§ SHORT EXERCISE
Retype the passage on religion in American foreign policy below word for word, starting at "Mohler, who describes" and ending at "of recent years.".

§ PASSAGE
As long as there is a United States, with its particularly religious history, its foreign policy will always be inherently theological, according to Dr. R. Albert Mohler, Jr., President of the Southern Baptist Theological Seminary in Louisville, USA.


Mohler, who describes himself as “a theologian with an interest in public policy and international relations,” told a gathering of scholars at the University of Texas (Austin) that American foreign policy, especially in the 20th Century, repeatedly revealed itself to be religious and theological in nature, despite the trend toward secularization of recent years. 

Placing US statecraft in the context of “moral man and immoral foreign policy,” Mohler (pictured) recalled the Spanish-American War (1898), which took place just prior to the US joining the world's great powers.  A remarkable justification for that brief war was then-President William McKinley’s goal to “Christianize the heathens” of the Philippines, one of Spain's colonies.  

While that statement shows hubris and glaring ignorance – the Philippines had been Christianized since Catholic Spain claimed the archipelago in 1521 – it was symbolic of the rising nation’s posture toward the international arena. 

Mohler remarked that McKinley's overtly evangelistic language is patently unacceptable to modern presidents, but the religious undertones of US foreign policy have remained consistent.

§ DATA
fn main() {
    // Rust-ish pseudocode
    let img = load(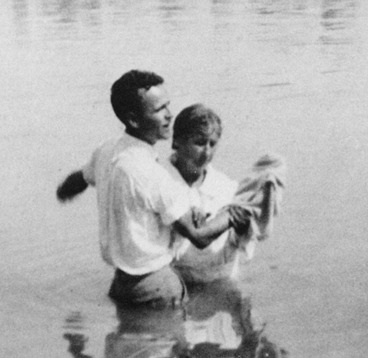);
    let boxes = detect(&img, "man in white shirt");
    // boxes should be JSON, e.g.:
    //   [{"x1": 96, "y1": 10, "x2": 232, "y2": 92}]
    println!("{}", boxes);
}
[{"x1": 58, "y1": 70, "x2": 246, "y2": 305}]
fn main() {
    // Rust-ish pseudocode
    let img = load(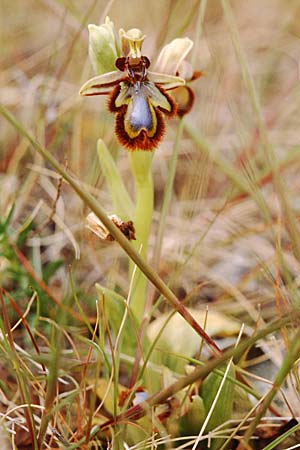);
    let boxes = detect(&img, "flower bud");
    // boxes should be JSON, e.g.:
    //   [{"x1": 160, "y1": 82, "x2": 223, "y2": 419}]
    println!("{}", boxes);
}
[{"x1": 88, "y1": 17, "x2": 120, "y2": 75}]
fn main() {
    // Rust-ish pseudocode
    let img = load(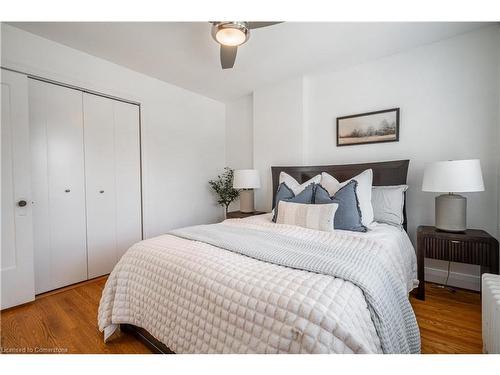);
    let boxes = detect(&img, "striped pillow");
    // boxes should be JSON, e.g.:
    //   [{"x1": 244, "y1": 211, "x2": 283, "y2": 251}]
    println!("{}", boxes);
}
[{"x1": 276, "y1": 201, "x2": 339, "y2": 232}]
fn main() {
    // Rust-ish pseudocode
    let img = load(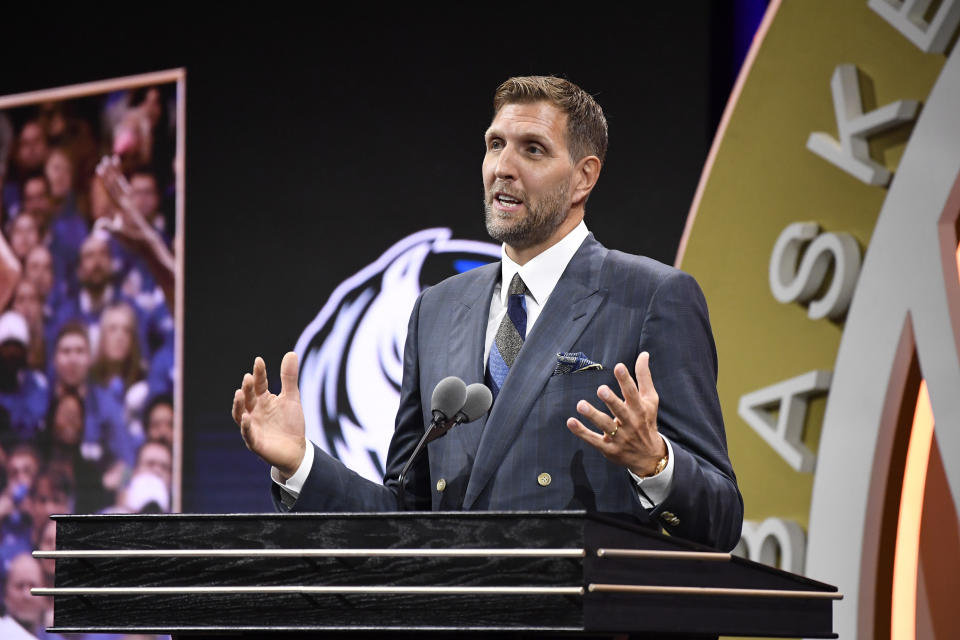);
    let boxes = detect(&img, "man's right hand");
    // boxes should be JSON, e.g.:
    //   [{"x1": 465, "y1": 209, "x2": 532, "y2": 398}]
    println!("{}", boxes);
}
[{"x1": 233, "y1": 351, "x2": 307, "y2": 480}]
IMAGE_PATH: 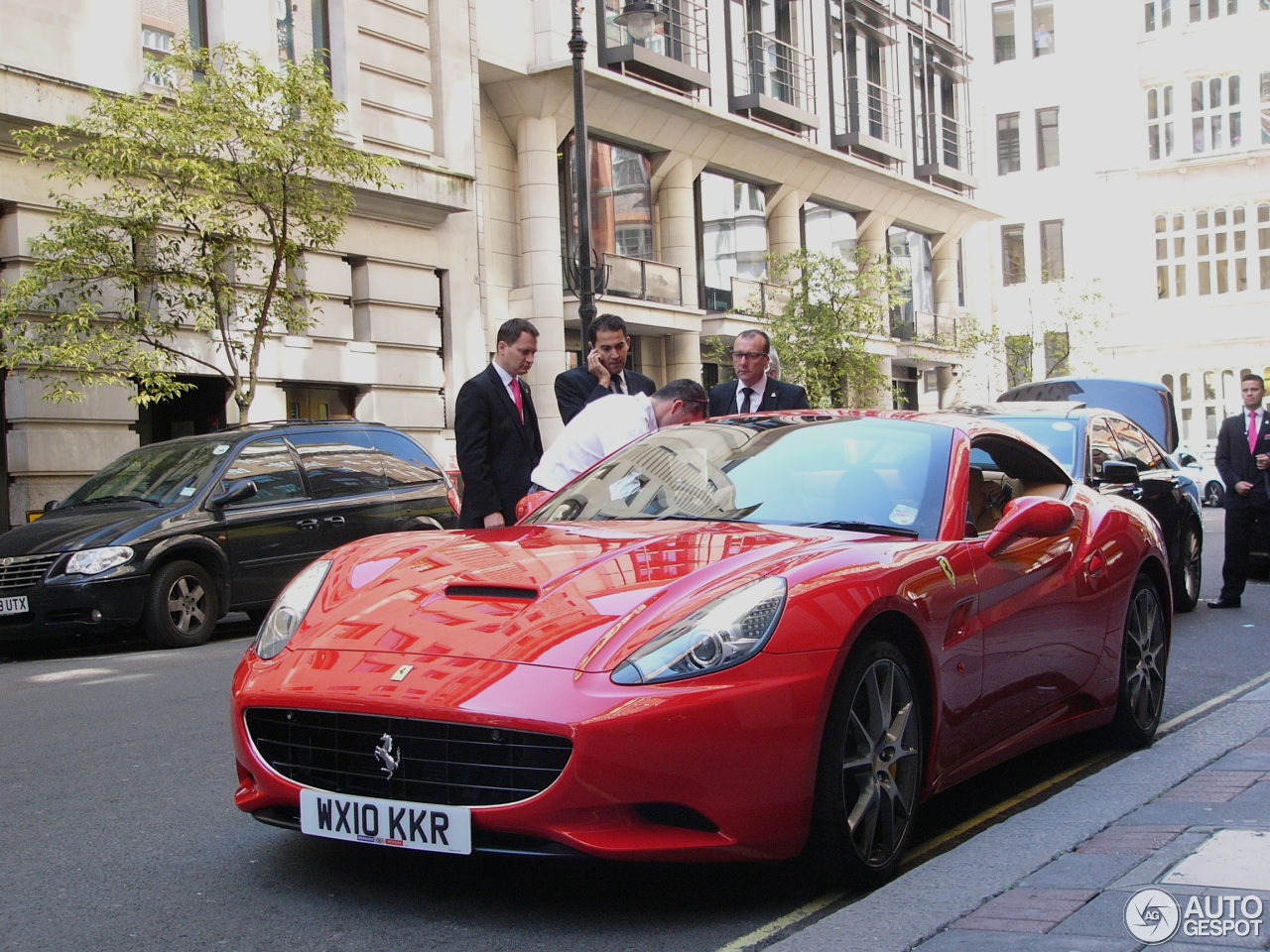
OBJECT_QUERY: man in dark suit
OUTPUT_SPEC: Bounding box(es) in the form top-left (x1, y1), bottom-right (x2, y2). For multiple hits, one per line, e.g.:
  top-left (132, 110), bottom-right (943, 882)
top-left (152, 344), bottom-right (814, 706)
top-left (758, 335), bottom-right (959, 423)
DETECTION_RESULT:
top-left (710, 330), bottom-right (809, 416)
top-left (1207, 373), bottom-right (1270, 608)
top-left (557, 313), bottom-right (657, 422)
top-left (454, 317), bottom-right (543, 530)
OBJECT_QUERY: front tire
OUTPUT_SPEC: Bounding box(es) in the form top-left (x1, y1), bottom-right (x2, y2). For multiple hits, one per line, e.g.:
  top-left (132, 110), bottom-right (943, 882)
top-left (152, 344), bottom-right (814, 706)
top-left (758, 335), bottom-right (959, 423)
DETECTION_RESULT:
top-left (804, 641), bottom-right (926, 888)
top-left (1111, 575), bottom-right (1169, 749)
top-left (142, 559), bottom-right (219, 648)
top-left (1170, 523), bottom-right (1204, 612)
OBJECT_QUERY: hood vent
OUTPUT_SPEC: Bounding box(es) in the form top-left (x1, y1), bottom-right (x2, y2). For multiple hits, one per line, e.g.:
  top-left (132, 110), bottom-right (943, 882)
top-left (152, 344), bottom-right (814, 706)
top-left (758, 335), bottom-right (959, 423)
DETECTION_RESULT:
top-left (445, 585), bottom-right (539, 602)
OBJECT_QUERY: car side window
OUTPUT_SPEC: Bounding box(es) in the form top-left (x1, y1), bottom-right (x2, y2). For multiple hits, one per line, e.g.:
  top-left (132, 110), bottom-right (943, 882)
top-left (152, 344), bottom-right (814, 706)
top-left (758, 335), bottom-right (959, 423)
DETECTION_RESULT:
top-left (1108, 417), bottom-right (1172, 472)
top-left (290, 430), bottom-right (389, 499)
top-left (369, 430), bottom-right (444, 489)
top-left (1089, 416), bottom-right (1124, 479)
top-left (221, 436), bottom-right (306, 505)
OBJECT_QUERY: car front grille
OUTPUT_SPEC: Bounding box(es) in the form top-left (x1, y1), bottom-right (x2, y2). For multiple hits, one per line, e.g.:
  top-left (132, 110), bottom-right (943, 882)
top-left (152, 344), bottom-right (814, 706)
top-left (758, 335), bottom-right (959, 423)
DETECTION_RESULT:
top-left (244, 707), bottom-right (572, 806)
top-left (0, 552), bottom-right (60, 594)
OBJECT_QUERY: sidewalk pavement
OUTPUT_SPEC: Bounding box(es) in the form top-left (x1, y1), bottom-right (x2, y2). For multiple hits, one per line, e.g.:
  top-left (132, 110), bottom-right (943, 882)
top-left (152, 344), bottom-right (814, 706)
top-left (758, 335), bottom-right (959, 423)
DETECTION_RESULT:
top-left (768, 684), bottom-right (1270, 952)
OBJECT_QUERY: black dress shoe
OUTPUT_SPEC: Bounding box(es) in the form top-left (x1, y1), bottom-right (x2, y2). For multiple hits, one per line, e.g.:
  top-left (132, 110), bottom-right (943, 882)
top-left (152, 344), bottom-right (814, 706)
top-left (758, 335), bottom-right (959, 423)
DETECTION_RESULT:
top-left (1207, 598), bottom-right (1239, 608)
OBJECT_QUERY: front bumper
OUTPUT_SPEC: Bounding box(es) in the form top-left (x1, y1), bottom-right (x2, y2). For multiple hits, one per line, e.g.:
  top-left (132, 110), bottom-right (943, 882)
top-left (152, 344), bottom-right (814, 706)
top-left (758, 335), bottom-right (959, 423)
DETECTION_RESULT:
top-left (232, 650), bottom-right (833, 862)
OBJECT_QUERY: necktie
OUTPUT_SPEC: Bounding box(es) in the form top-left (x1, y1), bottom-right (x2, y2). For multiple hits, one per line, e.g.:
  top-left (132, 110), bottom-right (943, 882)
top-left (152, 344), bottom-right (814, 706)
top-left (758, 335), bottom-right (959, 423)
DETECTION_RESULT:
top-left (508, 377), bottom-right (525, 422)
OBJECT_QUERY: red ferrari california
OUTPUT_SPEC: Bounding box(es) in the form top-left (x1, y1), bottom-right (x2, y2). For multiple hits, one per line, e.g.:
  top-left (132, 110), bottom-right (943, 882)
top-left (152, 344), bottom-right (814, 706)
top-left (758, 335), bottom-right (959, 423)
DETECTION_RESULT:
top-left (232, 412), bottom-right (1171, 885)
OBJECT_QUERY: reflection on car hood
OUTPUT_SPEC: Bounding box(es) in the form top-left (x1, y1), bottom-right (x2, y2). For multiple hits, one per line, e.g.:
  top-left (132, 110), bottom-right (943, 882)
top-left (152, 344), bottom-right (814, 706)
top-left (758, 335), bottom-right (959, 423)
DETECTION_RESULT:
top-left (291, 521), bottom-right (878, 670)
top-left (0, 503), bottom-right (171, 557)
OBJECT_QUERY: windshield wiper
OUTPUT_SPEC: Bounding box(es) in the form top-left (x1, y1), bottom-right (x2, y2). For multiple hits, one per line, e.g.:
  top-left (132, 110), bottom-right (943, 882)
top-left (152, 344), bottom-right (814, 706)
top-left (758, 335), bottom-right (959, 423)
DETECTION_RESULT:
top-left (798, 520), bottom-right (917, 538)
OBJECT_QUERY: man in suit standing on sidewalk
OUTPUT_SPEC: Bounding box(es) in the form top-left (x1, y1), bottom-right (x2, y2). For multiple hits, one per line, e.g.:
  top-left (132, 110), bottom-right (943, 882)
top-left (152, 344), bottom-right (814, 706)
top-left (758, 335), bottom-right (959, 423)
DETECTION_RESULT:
top-left (710, 330), bottom-right (808, 416)
top-left (557, 313), bottom-right (657, 424)
top-left (454, 317), bottom-right (543, 530)
top-left (1207, 373), bottom-right (1270, 608)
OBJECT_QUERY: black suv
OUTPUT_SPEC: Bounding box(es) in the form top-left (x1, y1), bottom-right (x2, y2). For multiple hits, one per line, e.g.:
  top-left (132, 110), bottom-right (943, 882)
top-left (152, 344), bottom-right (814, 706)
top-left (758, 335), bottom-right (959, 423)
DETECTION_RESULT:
top-left (0, 420), bottom-right (457, 648)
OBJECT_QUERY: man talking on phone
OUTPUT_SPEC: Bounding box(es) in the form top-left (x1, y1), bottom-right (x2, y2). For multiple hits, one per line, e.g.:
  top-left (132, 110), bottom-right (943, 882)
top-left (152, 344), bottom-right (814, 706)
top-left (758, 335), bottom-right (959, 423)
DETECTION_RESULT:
top-left (557, 313), bottom-right (657, 422)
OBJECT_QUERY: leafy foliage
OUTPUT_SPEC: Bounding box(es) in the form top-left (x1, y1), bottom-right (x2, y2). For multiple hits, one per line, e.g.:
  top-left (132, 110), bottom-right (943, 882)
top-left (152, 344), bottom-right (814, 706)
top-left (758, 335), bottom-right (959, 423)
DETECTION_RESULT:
top-left (0, 40), bottom-right (394, 418)
top-left (767, 248), bottom-right (903, 408)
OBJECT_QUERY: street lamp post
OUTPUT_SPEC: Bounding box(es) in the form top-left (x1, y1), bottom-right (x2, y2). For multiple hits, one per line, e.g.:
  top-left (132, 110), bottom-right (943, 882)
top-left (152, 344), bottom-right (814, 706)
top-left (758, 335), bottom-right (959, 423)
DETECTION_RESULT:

§ WRITTEN SOLUTION
Mohler, who describes himself as “a theologian with an interest in public policy and international relations,” told a gathering of scholars at the University of Texas (Austin) that American foreign policy, especially in the 20th Century, repeatedly revealed itself to be religious and theological in nature, despite the trend toward secularization of recent years.